RECORDED DATA:

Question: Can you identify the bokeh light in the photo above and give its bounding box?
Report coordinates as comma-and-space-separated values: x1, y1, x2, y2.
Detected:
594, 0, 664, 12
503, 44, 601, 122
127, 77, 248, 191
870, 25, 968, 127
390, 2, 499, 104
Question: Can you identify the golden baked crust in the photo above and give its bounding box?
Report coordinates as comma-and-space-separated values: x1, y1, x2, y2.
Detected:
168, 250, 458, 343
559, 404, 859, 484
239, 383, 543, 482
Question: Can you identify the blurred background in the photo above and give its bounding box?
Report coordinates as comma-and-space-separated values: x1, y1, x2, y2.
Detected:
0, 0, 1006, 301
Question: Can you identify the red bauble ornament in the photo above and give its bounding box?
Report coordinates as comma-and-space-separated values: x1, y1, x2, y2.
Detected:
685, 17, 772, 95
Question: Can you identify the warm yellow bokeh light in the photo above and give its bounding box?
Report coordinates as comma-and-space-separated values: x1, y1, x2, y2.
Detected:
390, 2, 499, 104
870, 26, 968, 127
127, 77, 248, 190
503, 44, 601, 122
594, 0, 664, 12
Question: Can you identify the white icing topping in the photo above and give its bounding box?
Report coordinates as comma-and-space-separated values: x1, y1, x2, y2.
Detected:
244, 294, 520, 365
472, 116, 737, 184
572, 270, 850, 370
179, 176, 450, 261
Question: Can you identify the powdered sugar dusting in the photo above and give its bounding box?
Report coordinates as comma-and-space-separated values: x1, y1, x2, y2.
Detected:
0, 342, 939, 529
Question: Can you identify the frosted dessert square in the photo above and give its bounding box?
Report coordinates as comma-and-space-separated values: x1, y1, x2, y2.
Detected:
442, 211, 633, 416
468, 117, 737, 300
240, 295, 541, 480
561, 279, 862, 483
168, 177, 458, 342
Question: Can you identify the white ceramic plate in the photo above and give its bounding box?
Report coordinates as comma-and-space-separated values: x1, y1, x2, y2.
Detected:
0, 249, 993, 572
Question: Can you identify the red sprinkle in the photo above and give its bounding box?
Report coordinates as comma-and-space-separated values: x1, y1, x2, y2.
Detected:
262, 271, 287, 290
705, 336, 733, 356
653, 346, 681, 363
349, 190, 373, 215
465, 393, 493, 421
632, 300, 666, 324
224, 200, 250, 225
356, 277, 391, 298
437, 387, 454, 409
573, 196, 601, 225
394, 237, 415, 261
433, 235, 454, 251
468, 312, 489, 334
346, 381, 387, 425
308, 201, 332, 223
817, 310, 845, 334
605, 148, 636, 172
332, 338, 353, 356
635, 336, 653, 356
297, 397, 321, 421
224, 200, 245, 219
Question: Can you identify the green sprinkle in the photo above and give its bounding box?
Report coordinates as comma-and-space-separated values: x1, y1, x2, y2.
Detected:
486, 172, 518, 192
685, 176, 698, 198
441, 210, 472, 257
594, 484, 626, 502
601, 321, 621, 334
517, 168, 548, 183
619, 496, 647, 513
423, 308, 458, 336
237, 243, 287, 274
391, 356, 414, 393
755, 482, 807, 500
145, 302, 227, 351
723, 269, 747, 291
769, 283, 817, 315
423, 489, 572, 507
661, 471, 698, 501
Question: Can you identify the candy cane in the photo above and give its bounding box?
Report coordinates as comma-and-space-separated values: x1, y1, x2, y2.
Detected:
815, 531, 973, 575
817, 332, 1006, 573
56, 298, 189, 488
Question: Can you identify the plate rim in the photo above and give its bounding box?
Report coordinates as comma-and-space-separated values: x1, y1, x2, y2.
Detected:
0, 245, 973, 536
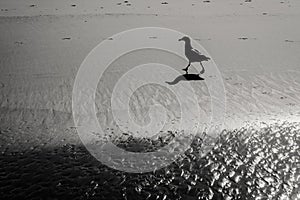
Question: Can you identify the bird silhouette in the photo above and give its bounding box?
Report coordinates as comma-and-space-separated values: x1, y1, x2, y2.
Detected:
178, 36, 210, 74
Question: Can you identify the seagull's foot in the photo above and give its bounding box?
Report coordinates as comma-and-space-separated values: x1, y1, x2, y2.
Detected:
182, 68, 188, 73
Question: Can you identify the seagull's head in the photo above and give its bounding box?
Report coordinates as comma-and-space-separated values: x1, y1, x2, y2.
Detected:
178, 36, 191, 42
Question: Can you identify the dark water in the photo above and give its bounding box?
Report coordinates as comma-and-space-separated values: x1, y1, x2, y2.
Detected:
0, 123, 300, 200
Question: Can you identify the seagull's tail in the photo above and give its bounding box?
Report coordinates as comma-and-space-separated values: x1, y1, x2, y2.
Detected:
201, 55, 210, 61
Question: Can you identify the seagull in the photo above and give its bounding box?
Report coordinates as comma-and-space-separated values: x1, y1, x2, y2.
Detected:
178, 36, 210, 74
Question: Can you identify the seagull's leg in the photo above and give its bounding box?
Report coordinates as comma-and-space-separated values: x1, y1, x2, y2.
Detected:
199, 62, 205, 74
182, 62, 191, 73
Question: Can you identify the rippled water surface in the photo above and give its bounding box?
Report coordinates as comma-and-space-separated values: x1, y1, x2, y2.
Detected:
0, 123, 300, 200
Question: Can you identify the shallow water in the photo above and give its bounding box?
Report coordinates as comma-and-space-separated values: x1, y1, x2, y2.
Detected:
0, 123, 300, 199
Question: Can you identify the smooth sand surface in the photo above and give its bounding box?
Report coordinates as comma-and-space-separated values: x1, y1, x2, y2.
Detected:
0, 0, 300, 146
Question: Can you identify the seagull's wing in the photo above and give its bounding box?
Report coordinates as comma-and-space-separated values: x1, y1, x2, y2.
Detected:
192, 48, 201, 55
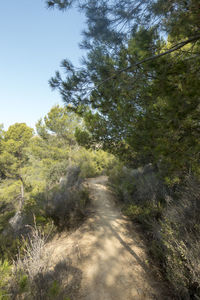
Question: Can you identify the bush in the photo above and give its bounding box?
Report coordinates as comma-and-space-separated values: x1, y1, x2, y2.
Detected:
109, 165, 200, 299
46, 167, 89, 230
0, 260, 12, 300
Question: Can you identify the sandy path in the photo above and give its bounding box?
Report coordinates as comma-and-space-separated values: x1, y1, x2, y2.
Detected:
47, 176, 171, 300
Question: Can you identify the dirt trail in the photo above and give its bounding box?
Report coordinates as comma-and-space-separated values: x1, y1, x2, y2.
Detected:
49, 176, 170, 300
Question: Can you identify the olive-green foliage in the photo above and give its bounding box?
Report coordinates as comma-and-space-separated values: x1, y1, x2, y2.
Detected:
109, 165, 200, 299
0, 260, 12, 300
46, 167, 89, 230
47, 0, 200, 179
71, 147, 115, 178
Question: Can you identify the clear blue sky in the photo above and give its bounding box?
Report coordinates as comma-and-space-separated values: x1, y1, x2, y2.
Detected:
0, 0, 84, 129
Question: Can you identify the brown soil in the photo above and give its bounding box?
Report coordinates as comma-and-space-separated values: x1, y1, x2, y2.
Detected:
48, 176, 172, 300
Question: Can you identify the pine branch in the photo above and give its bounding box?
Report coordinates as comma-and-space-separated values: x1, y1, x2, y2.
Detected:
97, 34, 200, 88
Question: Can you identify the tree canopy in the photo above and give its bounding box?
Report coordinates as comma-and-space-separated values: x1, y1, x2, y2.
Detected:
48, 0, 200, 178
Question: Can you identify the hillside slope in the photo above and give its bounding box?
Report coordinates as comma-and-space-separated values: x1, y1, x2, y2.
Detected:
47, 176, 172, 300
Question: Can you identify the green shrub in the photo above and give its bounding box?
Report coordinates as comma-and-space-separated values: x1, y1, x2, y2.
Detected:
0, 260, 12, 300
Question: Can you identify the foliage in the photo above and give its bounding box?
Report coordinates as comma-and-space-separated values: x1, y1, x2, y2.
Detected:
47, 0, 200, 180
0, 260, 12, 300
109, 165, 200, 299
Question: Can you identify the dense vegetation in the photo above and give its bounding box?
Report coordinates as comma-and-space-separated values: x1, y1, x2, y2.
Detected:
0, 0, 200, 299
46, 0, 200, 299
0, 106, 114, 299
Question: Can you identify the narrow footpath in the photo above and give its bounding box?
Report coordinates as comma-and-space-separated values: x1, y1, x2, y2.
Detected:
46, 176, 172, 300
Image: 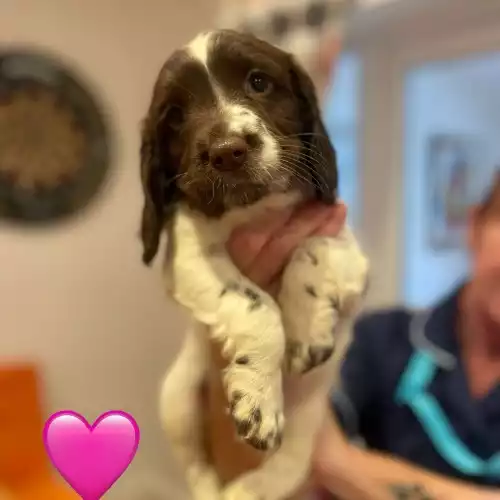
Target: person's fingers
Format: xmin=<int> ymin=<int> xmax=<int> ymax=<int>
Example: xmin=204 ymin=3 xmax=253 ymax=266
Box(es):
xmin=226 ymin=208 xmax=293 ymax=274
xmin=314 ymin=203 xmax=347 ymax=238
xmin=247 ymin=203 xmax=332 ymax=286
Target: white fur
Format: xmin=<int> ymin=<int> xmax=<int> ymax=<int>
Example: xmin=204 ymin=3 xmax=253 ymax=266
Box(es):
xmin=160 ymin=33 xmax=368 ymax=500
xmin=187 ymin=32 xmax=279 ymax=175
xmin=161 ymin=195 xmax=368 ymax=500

--

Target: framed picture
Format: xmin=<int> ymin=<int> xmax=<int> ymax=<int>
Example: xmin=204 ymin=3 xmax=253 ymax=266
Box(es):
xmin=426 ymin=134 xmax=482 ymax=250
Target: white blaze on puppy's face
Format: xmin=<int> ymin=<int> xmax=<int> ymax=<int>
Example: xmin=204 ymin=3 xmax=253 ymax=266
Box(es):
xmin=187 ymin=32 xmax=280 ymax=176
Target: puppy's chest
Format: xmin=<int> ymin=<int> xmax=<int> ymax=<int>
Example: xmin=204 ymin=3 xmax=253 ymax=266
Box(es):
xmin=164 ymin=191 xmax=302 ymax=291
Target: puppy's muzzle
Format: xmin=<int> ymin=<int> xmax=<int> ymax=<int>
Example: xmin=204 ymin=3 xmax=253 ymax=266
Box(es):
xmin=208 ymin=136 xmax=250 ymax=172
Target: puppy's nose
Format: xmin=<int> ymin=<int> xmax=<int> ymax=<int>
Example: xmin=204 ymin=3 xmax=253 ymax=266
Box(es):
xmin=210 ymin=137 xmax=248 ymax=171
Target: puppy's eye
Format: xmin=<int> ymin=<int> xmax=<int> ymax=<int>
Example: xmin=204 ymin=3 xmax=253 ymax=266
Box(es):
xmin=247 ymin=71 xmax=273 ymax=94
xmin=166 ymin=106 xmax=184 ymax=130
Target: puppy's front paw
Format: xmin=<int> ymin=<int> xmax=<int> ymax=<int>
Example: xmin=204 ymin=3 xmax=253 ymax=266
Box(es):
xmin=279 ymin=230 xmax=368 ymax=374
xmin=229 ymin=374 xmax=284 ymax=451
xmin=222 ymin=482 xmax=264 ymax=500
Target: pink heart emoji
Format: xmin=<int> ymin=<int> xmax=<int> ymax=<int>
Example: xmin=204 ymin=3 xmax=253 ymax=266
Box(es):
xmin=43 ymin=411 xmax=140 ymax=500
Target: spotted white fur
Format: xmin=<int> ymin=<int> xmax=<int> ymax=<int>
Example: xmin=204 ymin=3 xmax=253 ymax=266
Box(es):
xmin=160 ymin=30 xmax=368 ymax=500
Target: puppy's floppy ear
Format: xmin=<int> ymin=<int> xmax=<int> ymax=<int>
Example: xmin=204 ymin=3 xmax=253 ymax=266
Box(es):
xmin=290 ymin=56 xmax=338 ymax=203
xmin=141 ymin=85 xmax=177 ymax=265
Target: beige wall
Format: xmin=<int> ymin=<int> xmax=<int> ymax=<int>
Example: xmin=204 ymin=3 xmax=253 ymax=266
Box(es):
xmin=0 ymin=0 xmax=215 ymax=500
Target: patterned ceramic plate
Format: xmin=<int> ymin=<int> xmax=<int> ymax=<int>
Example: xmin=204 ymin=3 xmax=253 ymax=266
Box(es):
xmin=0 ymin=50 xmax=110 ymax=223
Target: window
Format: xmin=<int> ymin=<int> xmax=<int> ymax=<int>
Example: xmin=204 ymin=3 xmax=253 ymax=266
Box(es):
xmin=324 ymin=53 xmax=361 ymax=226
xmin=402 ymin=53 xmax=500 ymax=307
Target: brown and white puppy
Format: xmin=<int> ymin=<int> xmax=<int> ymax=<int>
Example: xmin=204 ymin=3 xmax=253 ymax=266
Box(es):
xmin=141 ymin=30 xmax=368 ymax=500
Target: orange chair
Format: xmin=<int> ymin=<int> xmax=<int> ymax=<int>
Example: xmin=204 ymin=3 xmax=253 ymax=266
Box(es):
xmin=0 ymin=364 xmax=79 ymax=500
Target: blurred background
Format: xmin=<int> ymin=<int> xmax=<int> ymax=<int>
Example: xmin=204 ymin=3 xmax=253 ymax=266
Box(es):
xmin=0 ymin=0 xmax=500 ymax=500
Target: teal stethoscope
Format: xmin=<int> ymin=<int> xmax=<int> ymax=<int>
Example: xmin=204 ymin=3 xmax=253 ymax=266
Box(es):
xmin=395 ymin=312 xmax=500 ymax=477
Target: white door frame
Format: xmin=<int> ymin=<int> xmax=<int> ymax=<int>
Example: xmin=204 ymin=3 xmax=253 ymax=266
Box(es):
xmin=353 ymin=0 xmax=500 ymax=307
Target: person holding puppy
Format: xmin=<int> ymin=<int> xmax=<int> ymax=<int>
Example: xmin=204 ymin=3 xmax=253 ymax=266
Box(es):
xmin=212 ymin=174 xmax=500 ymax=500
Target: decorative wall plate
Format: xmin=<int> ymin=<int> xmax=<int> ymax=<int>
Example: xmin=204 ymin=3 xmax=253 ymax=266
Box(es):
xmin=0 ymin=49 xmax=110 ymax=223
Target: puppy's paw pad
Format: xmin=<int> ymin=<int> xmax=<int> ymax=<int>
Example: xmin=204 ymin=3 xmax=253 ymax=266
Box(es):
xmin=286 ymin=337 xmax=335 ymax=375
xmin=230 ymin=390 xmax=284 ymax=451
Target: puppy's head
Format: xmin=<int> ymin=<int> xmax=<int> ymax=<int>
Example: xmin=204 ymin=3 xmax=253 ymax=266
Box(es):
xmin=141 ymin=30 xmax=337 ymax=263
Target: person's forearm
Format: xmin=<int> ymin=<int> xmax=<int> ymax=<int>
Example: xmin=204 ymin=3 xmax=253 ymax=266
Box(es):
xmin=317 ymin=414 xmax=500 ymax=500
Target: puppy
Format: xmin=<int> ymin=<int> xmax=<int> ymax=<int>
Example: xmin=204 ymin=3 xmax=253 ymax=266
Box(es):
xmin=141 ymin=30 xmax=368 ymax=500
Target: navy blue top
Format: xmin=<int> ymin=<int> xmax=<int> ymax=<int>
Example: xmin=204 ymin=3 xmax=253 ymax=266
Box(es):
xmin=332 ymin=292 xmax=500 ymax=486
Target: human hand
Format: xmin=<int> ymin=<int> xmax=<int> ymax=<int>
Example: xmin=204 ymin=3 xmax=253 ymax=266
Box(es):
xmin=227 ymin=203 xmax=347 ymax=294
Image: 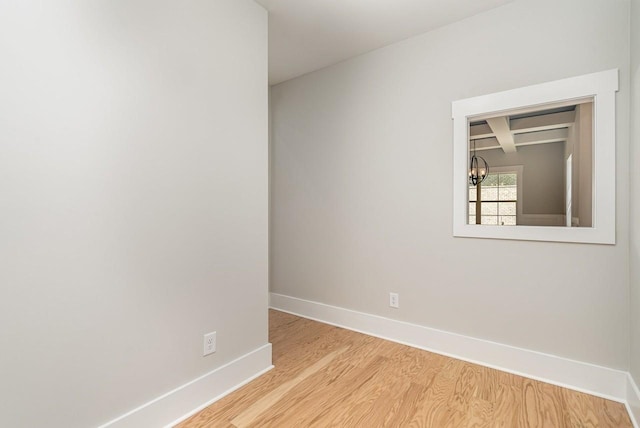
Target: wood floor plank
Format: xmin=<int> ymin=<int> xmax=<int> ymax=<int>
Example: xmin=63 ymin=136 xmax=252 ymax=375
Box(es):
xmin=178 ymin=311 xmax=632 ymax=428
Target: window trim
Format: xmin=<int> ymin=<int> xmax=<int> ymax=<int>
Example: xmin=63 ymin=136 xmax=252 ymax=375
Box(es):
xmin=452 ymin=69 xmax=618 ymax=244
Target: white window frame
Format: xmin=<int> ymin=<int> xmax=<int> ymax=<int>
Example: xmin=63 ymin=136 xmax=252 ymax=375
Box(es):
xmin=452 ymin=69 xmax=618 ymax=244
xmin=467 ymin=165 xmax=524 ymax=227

WORK TO DO: Pull out every row above that contains the string "green" and copy each one in full. The match is case-sensitive.

FINISHED EXERCISE:
Question: Can you identify the green sprinkle in the photo above and give its bounding box?
Question: Can you identify the olive-green foliage in the photo above and give its bounding box?
Question: Can you identify the green shrub in the photo above and give its bounding box?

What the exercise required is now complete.